## EXERCISE BRIEF
Count how many of the lines below contain the word "post", and reply with that number alone.

● ● ●

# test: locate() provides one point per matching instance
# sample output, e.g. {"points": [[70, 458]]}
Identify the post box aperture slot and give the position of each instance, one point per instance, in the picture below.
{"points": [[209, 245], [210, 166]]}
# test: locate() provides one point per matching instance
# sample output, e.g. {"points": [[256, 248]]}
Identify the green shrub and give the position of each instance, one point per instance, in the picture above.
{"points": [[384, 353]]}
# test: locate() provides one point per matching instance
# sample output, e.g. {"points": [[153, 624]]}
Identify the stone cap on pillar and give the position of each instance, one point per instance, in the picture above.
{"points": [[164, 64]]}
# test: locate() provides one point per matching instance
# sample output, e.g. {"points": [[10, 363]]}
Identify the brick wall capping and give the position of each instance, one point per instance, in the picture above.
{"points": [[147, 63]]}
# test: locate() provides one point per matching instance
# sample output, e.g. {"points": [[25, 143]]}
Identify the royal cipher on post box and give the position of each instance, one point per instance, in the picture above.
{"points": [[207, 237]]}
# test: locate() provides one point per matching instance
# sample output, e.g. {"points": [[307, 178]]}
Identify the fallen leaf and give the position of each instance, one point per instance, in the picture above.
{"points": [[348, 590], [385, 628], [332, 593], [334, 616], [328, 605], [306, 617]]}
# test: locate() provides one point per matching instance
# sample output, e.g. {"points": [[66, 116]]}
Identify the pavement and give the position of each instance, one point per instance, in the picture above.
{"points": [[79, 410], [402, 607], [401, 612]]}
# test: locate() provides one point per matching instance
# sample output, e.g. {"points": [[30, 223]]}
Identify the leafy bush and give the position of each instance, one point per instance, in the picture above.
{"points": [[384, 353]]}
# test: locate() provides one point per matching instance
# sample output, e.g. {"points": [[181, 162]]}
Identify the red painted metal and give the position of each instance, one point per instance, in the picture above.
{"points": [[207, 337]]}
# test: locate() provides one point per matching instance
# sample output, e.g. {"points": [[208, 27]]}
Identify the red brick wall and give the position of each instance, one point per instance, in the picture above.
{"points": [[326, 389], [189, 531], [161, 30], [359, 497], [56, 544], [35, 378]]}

● ● ●

## FULL RESPONSE
2